TASK TO COMPLETE:
Identify every line in the records below that contains the word "butterfly", with case counting, and copy each of those lines.

Rows from a segmentation dataset
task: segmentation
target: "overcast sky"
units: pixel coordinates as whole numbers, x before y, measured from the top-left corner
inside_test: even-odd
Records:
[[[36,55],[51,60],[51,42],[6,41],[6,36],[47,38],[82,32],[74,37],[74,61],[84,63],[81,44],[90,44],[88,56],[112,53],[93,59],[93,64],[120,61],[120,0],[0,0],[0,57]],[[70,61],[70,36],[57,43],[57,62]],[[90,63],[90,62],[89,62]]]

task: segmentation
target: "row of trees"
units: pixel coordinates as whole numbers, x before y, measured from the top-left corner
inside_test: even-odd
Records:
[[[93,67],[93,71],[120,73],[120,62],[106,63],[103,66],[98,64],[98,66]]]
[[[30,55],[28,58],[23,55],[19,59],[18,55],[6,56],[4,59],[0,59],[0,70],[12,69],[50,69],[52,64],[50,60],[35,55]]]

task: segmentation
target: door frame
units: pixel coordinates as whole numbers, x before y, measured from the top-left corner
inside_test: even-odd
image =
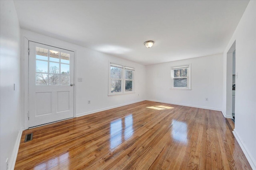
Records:
[[[51,42],[50,41],[46,41],[49,42],[45,42],[44,40],[44,41],[38,41],[36,39],[34,39],[32,38],[30,38],[30,37],[28,37],[27,36],[23,36],[23,38],[24,38],[24,48],[22,48],[21,49],[21,54],[22,55],[24,56],[24,58],[23,59],[23,61],[22,61],[21,62],[21,64],[22,64],[22,66],[21,66],[21,70],[22,70],[22,71],[21,71],[21,77],[23,77],[24,78],[21,78],[21,89],[22,90],[24,90],[24,93],[22,93],[24,94],[24,96],[22,96],[22,104],[21,106],[21,110],[22,111],[23,111],[24,115],[24,129],[28,129],[28,72],[29,72],[29,63],[28,63],[28,42],[29,41],[33,41],[37,43],[39,43],[40,44],[42,44],[44,45],[48,45],[50,46],[52,46],[54,47],[56,47],[57,48],[59,48],[60,49],[66,49],[67,50],[70,51],[74,52],[74,117],[76,117],[76,50],[70,49],[70,48],[66,47],[63,47],[61,45],[58,45],[58,42],[55,43],[53,44],[52,42]],[[23,54],[22,54],[23,53]],[[23,55],[22,55],[23,54]],[[23,100],[22,100],[23,99]],[[22,100],[23,100],[23,102],[22,102]],[[22,106],[23,105],[23,106]],[[22,108],[23,107],[23,108]],[[72,118],[71,118],[72,119]],[[62,121],[63,120],[60,120],[60,121]],[[56,122],[54,122],[53,123],[47,123],[46,125],[48,125],[50,124],[53,123],[56,123]],[[46,125],[42,125],[38,126],[36,127],[39,127],[40,126],[43,126]]]

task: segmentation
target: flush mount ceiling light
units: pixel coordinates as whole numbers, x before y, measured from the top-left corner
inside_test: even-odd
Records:
[[[147,41],[144,43],[144,45],[146,47],[149,48],[153,46],[154,43],[153,41]]]
[[[50,52],[54,54],[57,54],[57,53],[59,53],[59,52],[58,51],[54,51],[53,50],[50,50]]]

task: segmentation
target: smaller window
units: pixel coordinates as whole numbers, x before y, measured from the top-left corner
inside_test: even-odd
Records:
[[[133,92],[133,83],[134,69],[127,66],[124,66],[124,80],[125,91]]]
[[[191,64],[172,67],[171,88],[191,89]]]

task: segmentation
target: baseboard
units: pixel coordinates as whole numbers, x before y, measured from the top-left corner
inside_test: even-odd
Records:
[[[17,139],[16,139],[16,142],[15,142],[15,145],[14,145],[14,147],[13,149],[13,150],[12,151],[12,153],[11,156],[11,158],[10,159],[10,161],[9,162],[9,170],[12,170],[14,169],[15,163],[16,162],[16,159],[17,158],[17,156],[18,155],[18,151],[19,150],[19,147],[20,147],[20,139],[21,139],[21,136],[24,130],[24,127],[21,127],[20,129],[19,133],[18,134]]]
[[[135,103],[138,103],[138,102],[142,102],[146,100],[143,99],[142,100],[137,100],[135,102],[132,102],[130,103],[126,103],[124,104],[122,104],[119,105],[116,105],[114,106],[109,107],[106,107],[103,109],[99,109],[98,110],[93,110],[92,111],[88,111],[87,112],[83,113],[79,113],[76,115],[76,117],[80,117],[80,116],[84,116],[85,115],[89,115],[90,114],[94,113],[95,113],[98,112],[99,111],[104,111],[104,110],[108,110],[109,109],[114,109],[114,108],[118,107],[123,106],[126,105],[128,105],[128,104],[133,104]]]
[[[226,117],[226,118],[228,118],[228,119],[233,119],[233,116],[230,116],[230,115],[226,115],[226,113],[225,113],[223,110],[222,110],[221,112],[222,113],[222,114],[223,115],[223,116],[224,116],[224,117]]]
[[[200,106],[194,106],[194,105],[190,105],[185,104],[177,103],[172,103],[172,102],[168,102],[162,101],[160,100],[152,100],[150,99],[146,99],[145,100],[148,100],[150,101],[159,102],[161,103],[167,103],[168,104],[176,104],[177,105],[184,106],[192,107],[196,107],[196,108],[200,108],[201,109],[208,109],[209,110],[216,110],[217,111],[221,111],[221,109],[217,109],[216,108],[208,107],[206,107]]]
[[[240,136],[238,134],[235,129],[234,129],[233,133],[234,134],[236,139],[236,140],[238,142],[240,147],[241,147],[242,150],[244,152],[245,157],[246,157],[246,158],[247,159],[247,160],[248,160],[248,162],[249,162],[249,163],[252,167],[252,168],[253,170],[256,170],[256,161],[255,161],[252,157],[250,151],[244,145],[244,142],[241,139]]]

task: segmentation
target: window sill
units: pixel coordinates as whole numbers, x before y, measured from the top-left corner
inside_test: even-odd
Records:
[[[108,94],[108,96],[117,96],[117,95],[124,95],[126,94],[135,94],[135,92],[126,92],[125,93],[117,93],[117,94]]]
[[[185,90],[185,91],[188,90],[188,91],[190,91],[190,90],[191,90],[192,89],[191,88],[170,88],[170,90]]]

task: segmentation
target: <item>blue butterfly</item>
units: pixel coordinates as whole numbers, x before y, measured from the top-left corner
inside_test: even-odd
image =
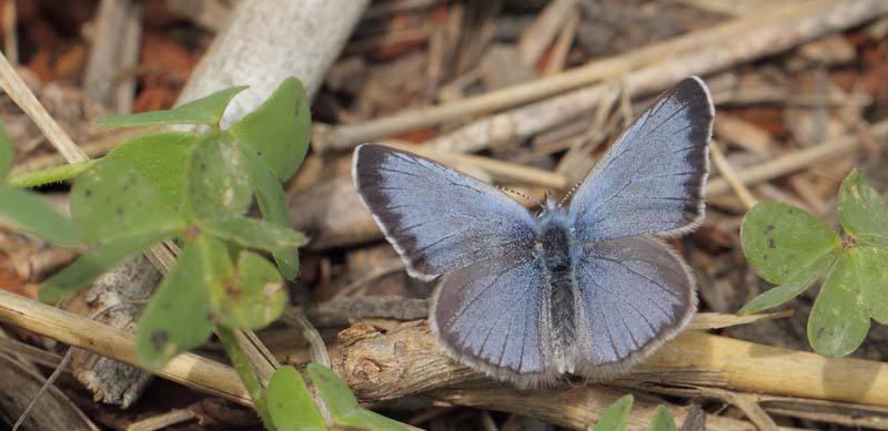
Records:
[[[416,278],[441,277],[430,324],[461,363],[523,388],[625,373],[696,310],[684,260],[655,237],[704,217],[715,110],[685,79],[581,183],[534,217],[493,186],[380,145],[355,150],[364,205]]]

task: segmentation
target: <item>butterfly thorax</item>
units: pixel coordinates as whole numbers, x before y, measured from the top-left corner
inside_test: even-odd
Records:
[[[579,248],[567,214],[561,208],[547,205],[537,220],[534,256],[544,274],[544,295],[551,304],[547,309],[551,310],[554,362],[568,363],[566,359],[576,336],[574,260]]]

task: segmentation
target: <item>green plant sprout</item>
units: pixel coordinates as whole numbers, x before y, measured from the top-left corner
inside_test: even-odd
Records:
[[[779,286],[738,314],[786,304],[826,275],[808,317],[808,342],[827,357],[857,349],[870,318],[888,325],[888,209],[861,172],[842,181],[838,213],[844,238],[804,209],[776,202],[754,206],[740,228],[746,259]]]
[[[0,183],[0,223],[60,246],[89,247],[41,285],[40,299],[48,302],[77,294],[161,242],[175,240],[182,252],[137,325],[140,362],[159,370],[215,331],[268,429],[326,429],[299,372],[282,367],[262,388],[233,333],[280,317],[286,305],[283,280],[295,278],[297,247],[307,243],[290,225],[281,186],[309,148],[305,91],[296,79],[286,79],[260,107],[221,130],[225,107],[244,89],[222,90],[172,110],[99,120],[107,127],[203,124],[210,130],[142,134],[100,160]],[[0,132],[2,178],[12,165],[12,146]],[[70,178],[75,178],[70,220],[38,195],[17,188]],[[245,215],[254,199],[262,218]],[[255,250],[271,253],[276,266]],[[357,407],[330,369],[312,363],[309,374],[332,424],[407,429]]]
[[[81,245],[74,225],[42,197],[7,184],[4,178],[12,168],[13,155],[12,142],[0,124],[0,226],[31,233],[62,247]]]
[[[604,414],[595,422],[593,431],[625,431],[629,422],[629,413],[632,413],[632,404],[635,397],[632,393],[614,401],[610,407],[605,410]],[[665,406],[657,406],[654,410],[654,417],[650,419],[648,431],[675,431],[675,421],[673,420],[669,409]]]

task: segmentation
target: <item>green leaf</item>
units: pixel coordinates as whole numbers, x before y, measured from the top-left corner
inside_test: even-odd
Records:
[[[251,145],[286,181],[305,160],[311,136],[311,112],[305,89],[287,78],[269,99],[231,126],[231,134]]]
[[[184,226],[182,217],[131,165],[102,161],[71,189],[74,225],[90,240],[112,240]]]
[[[803,291],[805,291],[805,289],[817,281],[817,279],[820,278],[824,273],[829,270],[829,268],[833,266],[833,263],[836,260],[836,256],[838,255],[838,250],[830,250],[829,253],[816,258],[810,264],[786,277],[783,285],[779,285],[753,298],[753,300],[740,308],[737,314],[749,315],[753,312],[760,312],[793,300],[793,298],[799,296]]]
[[[82,242],[74,225],[42,197],[3,184],[0,184],[0,225],[30,232],[63,247]]]
[[[616,400],[605,410],[604,414],[595,422],[594,431],[622,431],[626,429],[632,412],[632,403],[635,397],[632,393]]]
[[[888,247],[888,208],[858,170],[841,182],[838,197],[841,227],[860,243]]]
[[[102,127],[140,127],[163,124],[219,124],[222,113],[246,86],[232,86],[172,110],[111,115],[95,121]]]
[[[198,134],[157,132],[139,135],[112,150],[104,160],[121,161],[148,179],[172,208],[181,208],[185,163]]]
[[[265,250],[285,250],[302,247],[309,238],[289,227],[249,217],[208,219],[201,223],[204,230],[244,247]]]
[[[241,151],[246,156],[250,174],[253,177],[253,189],[255,191],[259,209],[262,217],[271,223],[285,227],[292,227],[290,222],[290,209],[286,205],[286,196],[281,187],[281,182],[271,172],[271,168],[256,154],[255,150],[248,145],[241,145]],[[274,261],[278,268],[287,280],[293,280],[299,274],[299,250],[295,248],[274,252]]]
[[[860,253],[842,253],[833,267],[808,317],[808,342],[827,357],[852,352],[869,331],[869,310],[860,296]]]
[[[40,300],[58,302],[89,287],[102,274],[170,236],[171,230],[150,230],[140,235],[118,238],[90,250],[73,264],[56,273],[40,285]]]
[[[12,161],[16,153],[12,150],[12,140],[9,138],[7,127],[0,122],[0,179],[2,179],[12,168]]]
[[[860,291],[869,316],[881,325],[888,325],[888,249],[860,246],[855,248],[855,255],[858,257]]]
[[[208,285],[215,276],[213,259],[205,256],[213,246],[202,237],[186,245],[142,312],[135,328],[135,351],[147,368],[162,368],[213,332],[215,315]],[[224,249],[220,252],[226,259]]]
[[[841,238],[826,223],[778,202],[759,203],[746,213],[740,239],[756,273],[775,285],[841,248]]]
[[[281,431],[326,430],[312,393],[295,368],[283,366],[271,376],[266,392],[269,412]]]
[[[395,420],[382,414],[362,409],[357,406],[351,389],[336,376],[333,370],[320,365],[309,363],[311,377],[321,398],[330,410],[330,415],[340,427],[354,427],[365,430],[406,430],[407,428]]]
[[[89,171],[100,158],[91,158],[83,162],[68,163],[46,170],[26,172],[7,178],[7,184],[17,188],[38,187],[46,184],[61,183],[71,179]]]
[[[250,207],[250,170],[240,145],[228,133],[202,135],[185,171],[188,204],[198,218],[241,215]]]
[[[222,324],[261,329],[278,319],[286,306],[286,293],[274,265],[255,253],[241,252],[235,271],[235,277],[211,285]]]
[[[659,404],[654,410],[654,418],[650,420],[649,431],[675,431],[675,421],[673,414],[666,406]]]

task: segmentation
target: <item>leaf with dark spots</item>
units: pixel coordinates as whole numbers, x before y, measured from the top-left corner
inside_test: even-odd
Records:
[[[349,386],[333,370],[312,362],[307,371],[336,425],[365,430],[406,430],[401,422],[359,407]]]
[[[737,314],[749,315],[753,312],[761,312],[793,300],[793,298],[799,296],[805,289],[814,285],[823,274],[828,271],[838,255],[839,252],[823,255],[818,259],[798,269],[796,273],[788,274],[781,285],[753,298],[753,300],[740,308]]]
[[[75,247],[83,240],[71,220],[42,196],[0,184],[0,226],[29,232],[63,247]]]
[[[824,281],[808,317],[808,342],[827,357],[852,352],[869,331],[869,312],[860,295],[861,256],[842,253]]]
[[[281,316],[286,291],[278,269],[252,252],[241,252],[234,276],[212,286],[220,321],[231,328],[260,329]]]
[[[826,223],[776,202],[759,203],[746,213],[740,239],[756,273],[778,285],[820,257],[841,249],[839,235]]]
[[[213,331],[213,322],[204,318],[212,308],[202,260],[200,247],[186,245],[139,318],[135,350],[151,370],[202,345]],[[158,333],[167,337],[160,339]]]
[[[158,191],[174,209],[182,207],[185,194],[185,162],[198,134],[155,132],[129,140],[104,156],[125,162]],[[123,191],[129,192],[130,185]]]
[[[129,191],[123,191],[124,185]],[[137,206],[140,201],[147,205]],[[71,214],[74,225],[93,242],[170,232],[184,225],[151,182],[115,160],[103,160],[78,178],[71,189]]]
[[[250,171],[240,144],[228,133],[200,137],[185,166],[189,213],[198,219],[240,216],[246,212],[253,191]]]
[[[90,287],[102,274],[174,234],[175,230],[152,230],[105,242],[43,281],[40,285],[40,300],[54,304],[69,298]]]

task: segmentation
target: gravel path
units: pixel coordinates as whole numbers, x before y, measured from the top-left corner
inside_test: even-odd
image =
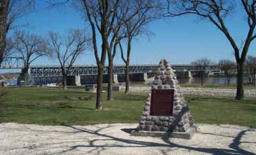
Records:
[[[256,154],[256,129],[196,124],[191,140],[130,136],[137,124],[0,124],[0,154]]]
[[[130,87],[131,92],[149,92],[150,87]],[[181,92],[184,94],[200,95],[204,96],[230,96],[234,97],[236,89],[218,89],[218,88],[200,88],[200,87],[181,87]],[[246,97],[256,97],[256,89],[245,89]]]

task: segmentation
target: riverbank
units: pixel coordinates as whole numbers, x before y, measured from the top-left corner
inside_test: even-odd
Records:
[[[151,87],[130,87],[131,92],[150,92]],[[201,96],[227,96],[235,97],[236,89],[225,88],[204,88],[204,87],[181,87],[181,92],[184,94],[195,95]],[[256,98],[255,89],[245,89],[244,94],[246,97]]]

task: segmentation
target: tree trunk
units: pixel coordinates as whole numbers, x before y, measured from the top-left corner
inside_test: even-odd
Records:
[[[103,65],[98,64],[96,109],[102,109]]]
[[[231,77],[228,76],[228,79],[227,79],[228,86],[229,86],[230,85],[230,78],[231,78]]]
[[[253,71],[253,85],[255,86],[256,84],[255,84],[255,80],[256,80],[256,69],[254,69]]]
[[[29,76],[28,76],[28,70],[29,68],[29,64],[28,63],[25,63],[24,65],[24,84],[27,85],[29,83]]]
[[[201,86],[203,87],[204,85],[204,71],[201,71]]]
[[[109,58],[108,68],[108,100],[113,100],[113,59]]]
[[[243,63],[238,63],[237,68],[237,80],[236,100],[241,100],[244,98],[244,88],[243,88],[243,75],[244,66]]]
[[[127,94],[129,92],[129,89],[130,87],[130,78],[129,77],[129,66],[130,63],[129,59],[127,59],[125,63],[125,92],[124,93]]]
[[[62,88],[67,89],[67,75],[62,75]]]
[[[226,82],[227,78],[227,75],[225,75],[225,77],[224,77],[224,85],[226,85],[226,84],[227,84],[227,82]]]

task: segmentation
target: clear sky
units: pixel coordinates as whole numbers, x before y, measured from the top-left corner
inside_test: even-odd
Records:
[[[19,21],[30,24],[30,27],[26,27],[27,31],[44,36],[48,31],[62,33],[70,28],[84,27],[84,20],[70,6],[50,10],[45,8],[44,1],[38,1],[37,10]],[[248,31],[243,13],[238,7],[232,17],[227,20],[232,35],[239,43]],[[152,23],[149,29],[154,33],[150,40],[142,36],[134,41],[131,64],[157,64],[161,58],[167,58],[172,64],[189,64],[202,57],[215,62],[221,59],[234,60],[229,42],[209,22],[191,16],[166,18]],[[88,31],[90,31],[90,27]],[[248,54],[256,55],[255,43],[252,43]],[[42,58],[32,65],[58,63],[54,59]],[[81,57],[76,64],[95,64],[93,52]],[[116,54],[115,64],[123,64],[120,53]]]

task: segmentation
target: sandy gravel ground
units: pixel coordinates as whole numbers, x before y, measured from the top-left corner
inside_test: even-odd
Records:
[[[42,126],[0,124],[0,154],[256,154],[256,129],[196,124],[191,140],[139,137],[136,124]]]
[[[123,88],[124,90],[124,87]],[[131,92],[149,92],[150,87],[130,87]],[[201,88],[201,87],[181,87],[180,91],[184,94],[199,95],[202,96],[229,96],[234,97],[236,95],[235,89],[223,88]],[[256,89],[244,89],[246,97],[256,98]]]

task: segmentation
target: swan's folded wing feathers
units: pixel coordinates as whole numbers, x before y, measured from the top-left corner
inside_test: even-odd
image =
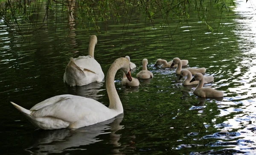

ANSWER TO THIS EXERCISE:
target: <item>blue butterfly</item>
target: <item>butterfly thorax</item>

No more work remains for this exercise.